• Description of the task: Looking through the data, please report how many lines contain the string "wall", giving nothing but the number.
----------------------------------------
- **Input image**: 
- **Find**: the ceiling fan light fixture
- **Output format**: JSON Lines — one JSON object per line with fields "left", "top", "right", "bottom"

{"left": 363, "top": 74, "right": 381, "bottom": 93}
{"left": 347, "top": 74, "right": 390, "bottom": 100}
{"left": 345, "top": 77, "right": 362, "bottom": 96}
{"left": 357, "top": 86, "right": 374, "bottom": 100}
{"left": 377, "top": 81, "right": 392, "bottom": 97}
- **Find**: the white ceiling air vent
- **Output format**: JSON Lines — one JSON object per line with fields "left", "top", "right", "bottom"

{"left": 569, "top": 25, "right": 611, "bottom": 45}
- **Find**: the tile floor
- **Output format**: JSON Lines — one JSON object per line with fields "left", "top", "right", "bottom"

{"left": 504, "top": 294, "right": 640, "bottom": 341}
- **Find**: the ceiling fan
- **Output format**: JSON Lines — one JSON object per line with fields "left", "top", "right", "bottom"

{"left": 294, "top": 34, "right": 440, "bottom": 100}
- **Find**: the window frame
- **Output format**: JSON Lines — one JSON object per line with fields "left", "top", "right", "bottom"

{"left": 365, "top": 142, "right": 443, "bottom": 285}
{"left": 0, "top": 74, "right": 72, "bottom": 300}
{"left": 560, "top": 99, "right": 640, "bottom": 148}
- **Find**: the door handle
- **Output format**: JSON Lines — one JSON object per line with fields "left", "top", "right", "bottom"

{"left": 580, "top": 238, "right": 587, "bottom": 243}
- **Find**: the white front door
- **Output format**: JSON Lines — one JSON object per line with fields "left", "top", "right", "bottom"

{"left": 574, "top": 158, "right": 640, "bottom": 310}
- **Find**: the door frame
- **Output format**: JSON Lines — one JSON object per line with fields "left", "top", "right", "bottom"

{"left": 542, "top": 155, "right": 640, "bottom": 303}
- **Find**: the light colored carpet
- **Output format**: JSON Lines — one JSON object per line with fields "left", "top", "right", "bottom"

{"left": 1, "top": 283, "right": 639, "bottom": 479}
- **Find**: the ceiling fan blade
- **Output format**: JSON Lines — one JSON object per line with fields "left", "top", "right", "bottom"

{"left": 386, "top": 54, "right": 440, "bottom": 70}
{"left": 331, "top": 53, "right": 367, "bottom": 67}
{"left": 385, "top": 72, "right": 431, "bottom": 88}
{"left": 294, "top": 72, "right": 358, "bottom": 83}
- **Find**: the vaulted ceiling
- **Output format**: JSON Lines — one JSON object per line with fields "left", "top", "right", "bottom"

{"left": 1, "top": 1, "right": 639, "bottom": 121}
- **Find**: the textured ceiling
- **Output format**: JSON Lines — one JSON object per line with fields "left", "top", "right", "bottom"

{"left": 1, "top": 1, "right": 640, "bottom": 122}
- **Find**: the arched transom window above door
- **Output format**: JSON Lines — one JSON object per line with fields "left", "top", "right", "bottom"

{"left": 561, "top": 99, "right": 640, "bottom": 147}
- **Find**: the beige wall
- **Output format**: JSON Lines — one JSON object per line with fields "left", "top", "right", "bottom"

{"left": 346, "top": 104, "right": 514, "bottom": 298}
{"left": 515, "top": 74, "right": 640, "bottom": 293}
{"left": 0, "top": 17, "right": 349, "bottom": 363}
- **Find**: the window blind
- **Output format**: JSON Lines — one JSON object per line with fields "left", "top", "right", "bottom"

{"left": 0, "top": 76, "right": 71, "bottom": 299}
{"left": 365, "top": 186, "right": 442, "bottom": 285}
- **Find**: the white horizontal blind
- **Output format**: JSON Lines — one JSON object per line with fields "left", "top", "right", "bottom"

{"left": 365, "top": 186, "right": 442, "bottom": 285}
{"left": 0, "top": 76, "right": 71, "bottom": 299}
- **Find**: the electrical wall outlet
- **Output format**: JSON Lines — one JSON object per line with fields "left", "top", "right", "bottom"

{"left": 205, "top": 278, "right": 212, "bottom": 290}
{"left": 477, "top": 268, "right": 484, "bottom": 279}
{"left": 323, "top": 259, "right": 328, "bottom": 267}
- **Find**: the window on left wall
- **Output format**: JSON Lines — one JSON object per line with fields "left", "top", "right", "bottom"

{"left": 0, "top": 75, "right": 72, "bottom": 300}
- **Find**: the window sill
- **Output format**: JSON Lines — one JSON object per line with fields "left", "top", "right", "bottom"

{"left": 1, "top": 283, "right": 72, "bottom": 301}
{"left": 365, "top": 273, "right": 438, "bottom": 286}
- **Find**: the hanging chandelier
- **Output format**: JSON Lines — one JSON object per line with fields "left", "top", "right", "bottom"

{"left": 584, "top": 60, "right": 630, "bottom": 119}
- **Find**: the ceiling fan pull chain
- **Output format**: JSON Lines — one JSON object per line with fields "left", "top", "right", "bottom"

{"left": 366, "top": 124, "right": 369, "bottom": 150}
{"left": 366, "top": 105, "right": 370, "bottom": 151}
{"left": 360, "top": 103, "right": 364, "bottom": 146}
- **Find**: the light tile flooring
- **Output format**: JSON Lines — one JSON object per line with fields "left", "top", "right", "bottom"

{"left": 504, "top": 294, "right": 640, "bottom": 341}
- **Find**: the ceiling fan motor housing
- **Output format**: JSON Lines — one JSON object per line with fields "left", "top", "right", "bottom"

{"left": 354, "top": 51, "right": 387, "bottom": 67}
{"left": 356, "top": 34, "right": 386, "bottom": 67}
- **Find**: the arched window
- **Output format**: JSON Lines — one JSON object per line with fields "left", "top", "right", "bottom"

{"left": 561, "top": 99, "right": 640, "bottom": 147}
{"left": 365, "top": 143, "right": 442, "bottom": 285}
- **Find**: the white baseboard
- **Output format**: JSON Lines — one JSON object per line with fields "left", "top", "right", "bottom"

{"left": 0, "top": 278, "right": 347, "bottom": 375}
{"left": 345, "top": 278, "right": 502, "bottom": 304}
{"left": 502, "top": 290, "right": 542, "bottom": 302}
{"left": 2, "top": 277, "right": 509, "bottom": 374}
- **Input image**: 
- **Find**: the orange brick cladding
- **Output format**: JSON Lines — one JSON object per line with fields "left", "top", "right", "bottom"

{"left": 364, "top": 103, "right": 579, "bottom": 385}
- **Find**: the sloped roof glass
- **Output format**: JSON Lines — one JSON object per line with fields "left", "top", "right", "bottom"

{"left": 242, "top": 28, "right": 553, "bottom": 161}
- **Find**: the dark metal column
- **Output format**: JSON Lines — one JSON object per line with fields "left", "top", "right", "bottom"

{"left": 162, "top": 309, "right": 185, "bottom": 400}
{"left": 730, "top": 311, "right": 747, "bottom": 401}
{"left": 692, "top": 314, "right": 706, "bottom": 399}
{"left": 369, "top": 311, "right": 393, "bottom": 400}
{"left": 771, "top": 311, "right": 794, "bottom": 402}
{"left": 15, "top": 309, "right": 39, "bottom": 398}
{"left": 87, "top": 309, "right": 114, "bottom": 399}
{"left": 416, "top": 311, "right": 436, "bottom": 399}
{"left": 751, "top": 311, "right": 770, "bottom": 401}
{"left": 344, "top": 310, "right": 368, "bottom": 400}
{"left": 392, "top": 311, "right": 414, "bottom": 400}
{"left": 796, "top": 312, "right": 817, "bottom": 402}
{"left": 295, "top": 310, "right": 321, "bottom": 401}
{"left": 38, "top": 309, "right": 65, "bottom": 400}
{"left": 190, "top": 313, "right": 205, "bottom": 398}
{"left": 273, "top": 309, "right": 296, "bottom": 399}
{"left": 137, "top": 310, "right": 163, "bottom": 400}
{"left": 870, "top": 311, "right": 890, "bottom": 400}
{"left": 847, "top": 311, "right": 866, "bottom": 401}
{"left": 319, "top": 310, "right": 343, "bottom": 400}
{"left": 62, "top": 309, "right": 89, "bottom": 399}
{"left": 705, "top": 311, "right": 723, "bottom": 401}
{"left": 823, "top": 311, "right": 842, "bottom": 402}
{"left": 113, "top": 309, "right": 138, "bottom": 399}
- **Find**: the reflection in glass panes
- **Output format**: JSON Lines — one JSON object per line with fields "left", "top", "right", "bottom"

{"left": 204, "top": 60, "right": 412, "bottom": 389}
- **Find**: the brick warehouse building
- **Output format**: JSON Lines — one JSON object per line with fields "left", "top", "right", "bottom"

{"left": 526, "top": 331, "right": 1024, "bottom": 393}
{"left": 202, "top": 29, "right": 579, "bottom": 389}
----------------------------------------
• Task response: 3